* [Task brief] Lay out every line of the listing below as a Markdown table with the columns "Row" and "Line," numbering the rows and leaving out any blank lines.

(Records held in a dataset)
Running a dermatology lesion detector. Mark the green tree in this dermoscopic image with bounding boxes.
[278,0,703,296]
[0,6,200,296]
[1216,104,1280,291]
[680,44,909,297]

* [Exercise solution]
| Row | Line |
|---|---|
| 1 | Running a dermatology lesion detector. Mark the green tree in this dermoscopic image with bounding boxes. |
| 2 | [278,0,703,296] |
| 3 | [0,6,200,296] |
| 4 | [1216,104,1280,291] |
| 5 | [680,44,909,297] |